Assignment.
Omit the pictures and return every entry exactly as written.

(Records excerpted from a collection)
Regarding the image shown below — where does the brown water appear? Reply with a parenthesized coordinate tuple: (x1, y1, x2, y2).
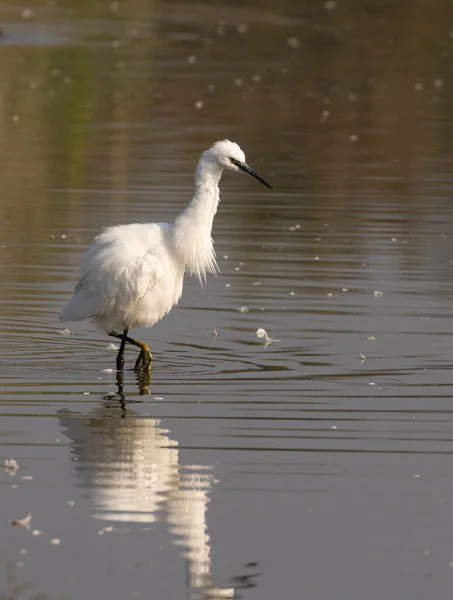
(2, 1, 453, 598)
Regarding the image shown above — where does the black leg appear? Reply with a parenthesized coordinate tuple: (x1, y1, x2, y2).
(109, 330, 152, 371)
(113, 328, 128, 371)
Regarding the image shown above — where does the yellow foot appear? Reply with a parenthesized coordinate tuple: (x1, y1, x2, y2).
(134, 346, 152, 371)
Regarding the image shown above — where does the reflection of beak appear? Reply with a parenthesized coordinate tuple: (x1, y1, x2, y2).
(231, 158, 273, 189)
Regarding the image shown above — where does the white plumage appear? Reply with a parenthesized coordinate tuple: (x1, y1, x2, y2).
(61, 222, 181, 333)
(59, 140, 272, 370)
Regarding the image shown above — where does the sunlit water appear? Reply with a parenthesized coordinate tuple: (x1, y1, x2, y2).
(2, 1, 453, 599)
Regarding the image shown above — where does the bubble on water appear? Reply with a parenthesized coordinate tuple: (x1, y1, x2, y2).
(110, 1, 120, 10)
(348, 93, 358, 102)
(324, 0, 336, 10)
(50, 538, 61, 545)
(414, 82, 424, 91)
(373, 290, 383, 297)
(207, 84, 216, 92)
(237, 306, 250, 313)
(433, 78, 444, 88)
(256, 328, 271, 347)
(187, 55, 197, 64)
(10, 513, 32, 531)
(367, 336, 377, 341)
(252, 74, 261, 83)
(256, 328, 281, 348)
(287, 37, 300, 49)
(195, 100, 204, 109)
(349, 134, 359, 142)
(21, 8, 33, 18)
(4, 458, 19, 476)
(234, 78, 243, 87)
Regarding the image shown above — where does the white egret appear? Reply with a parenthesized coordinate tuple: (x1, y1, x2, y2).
(59, 140, 272, 371)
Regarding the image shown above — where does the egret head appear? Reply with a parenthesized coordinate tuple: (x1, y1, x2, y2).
(204, 140, 272, 189)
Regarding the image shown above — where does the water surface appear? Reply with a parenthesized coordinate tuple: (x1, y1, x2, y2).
(2, 1, 453, 599)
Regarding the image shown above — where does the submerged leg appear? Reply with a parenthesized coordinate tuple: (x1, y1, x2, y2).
(109, 330, 152, 371)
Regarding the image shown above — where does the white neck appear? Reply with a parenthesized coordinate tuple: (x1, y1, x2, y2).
(173, 157, 222, 282)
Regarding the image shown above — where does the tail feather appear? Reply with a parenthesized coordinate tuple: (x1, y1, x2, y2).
(59, 291, 93, 322)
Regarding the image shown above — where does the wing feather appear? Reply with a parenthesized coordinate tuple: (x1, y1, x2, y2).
(60, 224, 164, 323)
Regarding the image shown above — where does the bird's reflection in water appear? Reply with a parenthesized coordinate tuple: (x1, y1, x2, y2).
(58, 377, 259, 599)
(116, 367, 151, 402)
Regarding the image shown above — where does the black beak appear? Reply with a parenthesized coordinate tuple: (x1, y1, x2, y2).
(231, 158, 273, 189)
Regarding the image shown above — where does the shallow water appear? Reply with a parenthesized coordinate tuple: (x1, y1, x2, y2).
(2, 1, 453, 599)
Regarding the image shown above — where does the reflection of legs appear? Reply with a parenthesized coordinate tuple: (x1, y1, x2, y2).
(115, 370, 127, 416)
(109, 330, 153, 371)
(136, 365, 152, 396)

Output.
Regarding the image shown below — where does the brown water appear? Reply with a parenthesized coordinate tuple: (x1, y1, x2, y2).
(2, 1, 453, 598)
Regarding the image shown above — where does the black leg appear? Reply with a parenthesized coordinate tuple: (x1, y1, x2, y2).
(109, 330, 152, 371)
(113, 328, 128, 371)
Regarding the image shown above — where does the yellow foot appear? Reply with a parenthesized coordinate tuple: (x1, y1, x2, y2).
(134, 346, 152, 371)
Regarding the image shown above — where does the reflection of beak appear? Reply with a parenthesized coordinate tuple: (x1, y1, x2, y2).
(231, 158, 273, 189)
Regarding the image shown above — where does the white plumage appear? Reply with a parenthesized coordinate tuple: (x1, y1, x2, y2).
(61, 222, 181, 333)
(59, 140, 272, 370)
Regarding the image shown above — where does the sunlit water appear? Reply with a parenthesized coordinate tuple: (x1, y1, x2, y2).
(2, 1, 453, 599)
Regarding the image shown above — where does the bubble on water appear? Reply with a parenthesized coordinate tuple: (x1, y1, x2, y2).
(110, 1, 120, 10)
(348, 93, 358, 102)
(324, 0, 336, 10)
(50, 538, 61, 545)
(414, 82, 424, 91)
(373, 290, 383, 297)
(207, 84, 216, 92)
(237, 306, 250, 313)
(433, 78, 444, 88)
(256, 328, 271, 347)
(187, 55, 197, 64)
(10, 513, 32, 531)
(367, 336, 377, 341)
(252, 74, 261, 83)
(256, 328, 281, 348)
(287, 37, 300, 49)
(195, 100, 204, 109)
(349, 134, 359, 142)
(21, 8, 33, 18)
(4, 458, 19, 476)
(234, 78, 243, 87)
Regarding the image shown above — where does the white egret appear? Reply with a parenthesized coordinate tuple: (x1, y1, x2, y2).
(59, 140, 272, 371)
Regarding the image shown above — where does the egret head appear? Reply with a parenthesized coordinate tuple: (x1, y1, x2, y2).
(204, 140, 272, 189)
Regarding the image shown above — where does the water surface appear? Reply with a parenthesized coordinate tuple: (x1, y1, x2, y2).
(2, 1, 453, 599)
Regarding the image shown above — where does the submerged leg appear? Reply with a parenthesized coordinate tuple: (x1, y1, x2, y2).
(109, 330, 152, 371)
Regarding the image shown above — where does the white neck appear? Reply with a parenthesized coordinate tuple: (x1, y1, x2, y2).
(173, 157, 222, 282)
Regarding the image shown above — where does the tail feather appear? Reply with a parenthesized coordinate tuple: (x1, y1, x2, y2).
(59, 291, 93, 322)
Regarding the image shown above — where does the wing feather appear? Reply with a parenthesized coordinate tuple: (x1, y1, x2, y2).
(60, 224, 164, 323)
Regarding the image shown above — where does the bird's reflection in water appear? Reply with a parenthesized coordinate tuple: (x1, y1, x2, y2).
(58, 377, 259, 599)
(116, 367, 151, 402)
Regarding the image shown above — where does the black beak appear? Reply with a parenthesized coordinate tuple: (x1, y1, x2, y2).
(231, 158, 273, 189)
Regarding the image shown above — where does the shallow water appear? Reply with a parenthesized coordinate tuple: (x1, y1, x2, y2).
(2, 1, 453, 599)
Regarding the image shown above — where does the reflection of legs appear? Reply with a parenthesized coordinate tuple: (x1, y1, x2, y2).
(115, 370, 127, 416)
(109, 330, 153, 371)
(136, 365, 152, 396)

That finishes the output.